**The problem**
Count the lines below that contain the string "sand", treating uppercase and lowercase as different, and give only the number.

**Stored rows**
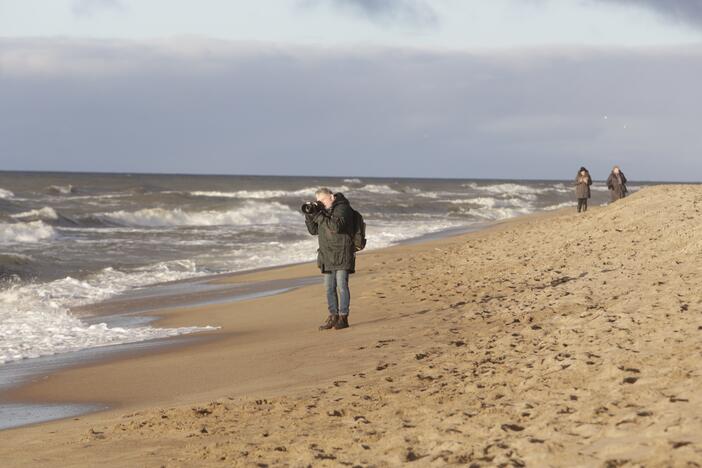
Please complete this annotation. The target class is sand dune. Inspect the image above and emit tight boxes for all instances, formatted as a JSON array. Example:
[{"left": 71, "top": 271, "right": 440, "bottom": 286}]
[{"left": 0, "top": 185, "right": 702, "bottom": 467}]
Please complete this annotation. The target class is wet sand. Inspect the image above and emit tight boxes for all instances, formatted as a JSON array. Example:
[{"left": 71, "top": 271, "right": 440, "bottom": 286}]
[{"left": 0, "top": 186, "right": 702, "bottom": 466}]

==

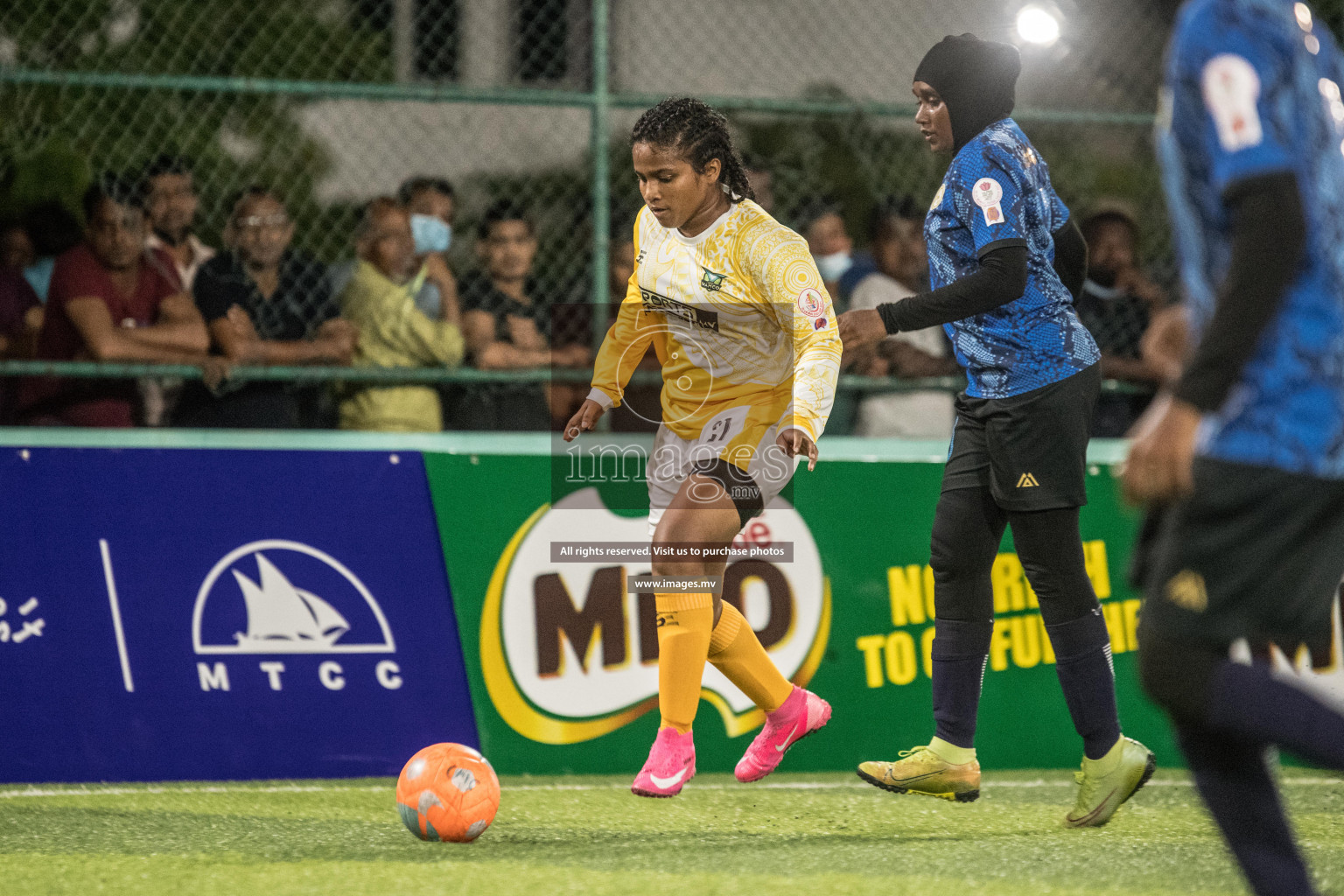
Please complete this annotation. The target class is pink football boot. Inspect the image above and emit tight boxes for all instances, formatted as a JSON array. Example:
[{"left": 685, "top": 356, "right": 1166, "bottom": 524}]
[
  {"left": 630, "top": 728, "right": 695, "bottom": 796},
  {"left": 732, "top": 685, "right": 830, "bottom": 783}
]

**Complete output**
2